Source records
========================================================================
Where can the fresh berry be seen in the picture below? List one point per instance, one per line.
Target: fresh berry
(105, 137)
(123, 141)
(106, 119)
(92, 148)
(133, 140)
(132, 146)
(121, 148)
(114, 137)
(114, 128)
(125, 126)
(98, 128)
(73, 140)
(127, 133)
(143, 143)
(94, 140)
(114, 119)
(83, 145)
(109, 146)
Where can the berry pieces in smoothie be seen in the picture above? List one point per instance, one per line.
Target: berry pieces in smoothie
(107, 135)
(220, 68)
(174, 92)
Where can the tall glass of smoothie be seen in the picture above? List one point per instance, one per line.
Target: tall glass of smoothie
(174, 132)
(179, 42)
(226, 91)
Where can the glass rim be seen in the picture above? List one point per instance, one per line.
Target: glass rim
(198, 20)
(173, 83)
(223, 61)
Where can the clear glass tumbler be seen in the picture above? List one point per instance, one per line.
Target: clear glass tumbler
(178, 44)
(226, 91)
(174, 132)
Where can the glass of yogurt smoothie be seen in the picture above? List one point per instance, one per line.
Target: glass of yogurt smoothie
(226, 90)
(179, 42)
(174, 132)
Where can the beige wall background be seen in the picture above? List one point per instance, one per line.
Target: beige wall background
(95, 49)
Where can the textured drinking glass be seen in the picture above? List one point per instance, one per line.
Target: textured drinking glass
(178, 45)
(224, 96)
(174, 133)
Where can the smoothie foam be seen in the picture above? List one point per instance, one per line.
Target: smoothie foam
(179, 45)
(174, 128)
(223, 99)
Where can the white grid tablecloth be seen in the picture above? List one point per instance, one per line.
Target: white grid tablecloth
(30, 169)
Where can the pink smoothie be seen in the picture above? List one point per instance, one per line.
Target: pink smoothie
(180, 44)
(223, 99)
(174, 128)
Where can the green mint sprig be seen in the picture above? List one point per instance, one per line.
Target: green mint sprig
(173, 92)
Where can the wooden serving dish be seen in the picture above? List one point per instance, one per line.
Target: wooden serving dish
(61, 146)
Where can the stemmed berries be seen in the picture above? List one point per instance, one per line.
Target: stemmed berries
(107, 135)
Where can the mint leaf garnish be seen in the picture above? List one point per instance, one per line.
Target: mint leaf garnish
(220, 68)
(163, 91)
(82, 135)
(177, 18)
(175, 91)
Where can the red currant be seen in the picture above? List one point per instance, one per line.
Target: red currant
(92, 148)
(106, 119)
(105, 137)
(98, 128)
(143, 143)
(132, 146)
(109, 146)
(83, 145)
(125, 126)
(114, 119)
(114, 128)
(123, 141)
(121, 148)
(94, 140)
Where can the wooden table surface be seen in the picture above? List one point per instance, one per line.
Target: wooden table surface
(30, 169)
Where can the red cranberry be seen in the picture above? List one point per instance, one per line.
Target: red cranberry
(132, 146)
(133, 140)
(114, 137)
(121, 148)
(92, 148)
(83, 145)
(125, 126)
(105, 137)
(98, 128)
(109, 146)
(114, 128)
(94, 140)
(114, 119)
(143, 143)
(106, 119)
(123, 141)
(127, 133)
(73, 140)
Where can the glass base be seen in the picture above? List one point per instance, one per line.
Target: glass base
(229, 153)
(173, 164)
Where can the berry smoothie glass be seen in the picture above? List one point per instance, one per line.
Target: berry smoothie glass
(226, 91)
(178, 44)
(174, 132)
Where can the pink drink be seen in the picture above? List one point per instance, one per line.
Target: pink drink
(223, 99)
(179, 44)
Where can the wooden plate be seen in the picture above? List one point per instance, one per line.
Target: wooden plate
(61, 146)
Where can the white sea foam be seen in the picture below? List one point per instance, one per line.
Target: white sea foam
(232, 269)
========================================================================
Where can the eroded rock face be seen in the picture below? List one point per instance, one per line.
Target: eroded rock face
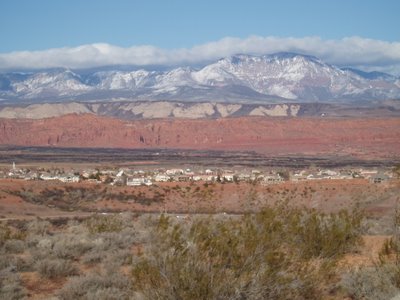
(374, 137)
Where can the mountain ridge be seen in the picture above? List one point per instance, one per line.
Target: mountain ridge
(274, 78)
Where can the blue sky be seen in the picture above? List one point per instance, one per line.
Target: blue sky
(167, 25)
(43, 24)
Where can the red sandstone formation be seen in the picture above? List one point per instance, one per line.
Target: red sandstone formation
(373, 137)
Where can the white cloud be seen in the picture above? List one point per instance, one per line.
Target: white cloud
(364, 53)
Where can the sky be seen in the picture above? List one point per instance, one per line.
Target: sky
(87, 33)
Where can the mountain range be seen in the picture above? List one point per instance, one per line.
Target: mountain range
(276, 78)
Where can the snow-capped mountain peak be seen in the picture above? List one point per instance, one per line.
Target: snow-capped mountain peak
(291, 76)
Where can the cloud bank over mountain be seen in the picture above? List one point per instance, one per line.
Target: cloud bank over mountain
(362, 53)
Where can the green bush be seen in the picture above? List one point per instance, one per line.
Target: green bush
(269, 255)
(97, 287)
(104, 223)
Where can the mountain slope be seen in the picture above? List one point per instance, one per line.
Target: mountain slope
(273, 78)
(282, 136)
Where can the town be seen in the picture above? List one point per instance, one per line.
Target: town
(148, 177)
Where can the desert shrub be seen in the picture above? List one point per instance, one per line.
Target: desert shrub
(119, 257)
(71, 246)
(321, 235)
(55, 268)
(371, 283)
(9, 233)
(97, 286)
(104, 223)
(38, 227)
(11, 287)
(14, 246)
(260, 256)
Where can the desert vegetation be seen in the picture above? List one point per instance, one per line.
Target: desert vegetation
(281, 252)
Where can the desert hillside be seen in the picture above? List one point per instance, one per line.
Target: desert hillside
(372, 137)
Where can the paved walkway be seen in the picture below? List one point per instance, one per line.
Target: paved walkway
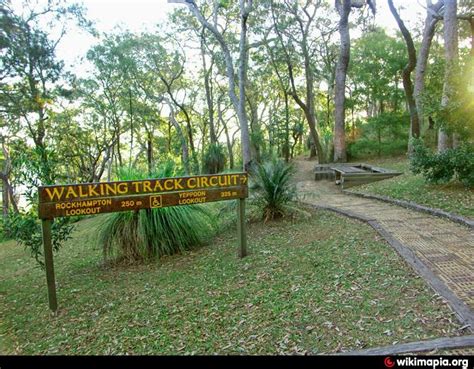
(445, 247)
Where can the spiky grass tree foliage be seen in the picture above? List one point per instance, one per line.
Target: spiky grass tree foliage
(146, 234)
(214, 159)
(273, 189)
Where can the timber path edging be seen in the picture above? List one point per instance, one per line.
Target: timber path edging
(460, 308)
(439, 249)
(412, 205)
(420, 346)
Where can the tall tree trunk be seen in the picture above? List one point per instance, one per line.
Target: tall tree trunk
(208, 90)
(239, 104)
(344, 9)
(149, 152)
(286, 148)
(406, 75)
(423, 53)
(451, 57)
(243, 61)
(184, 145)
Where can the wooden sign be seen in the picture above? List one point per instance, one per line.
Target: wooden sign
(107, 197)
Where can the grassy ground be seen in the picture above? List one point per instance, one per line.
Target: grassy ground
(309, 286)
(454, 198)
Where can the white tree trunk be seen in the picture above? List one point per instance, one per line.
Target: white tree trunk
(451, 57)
========================================================================
▶ _DIRECTIONS FOR THIS TASK_: Using the records above, set down exactly the lines from the one with "Target: mint leaf garnish" through the one with "Where can the red currant", inclusive, and nothing more.

▶ _EXERCISE ANSWER_:
Target: mint leaf garnish
(220, 68)
(163, 91)
(82, 135)
(177, 18)
(175, 91)
Where can the red currant be seen in the picture above? List one point per instance, one per line.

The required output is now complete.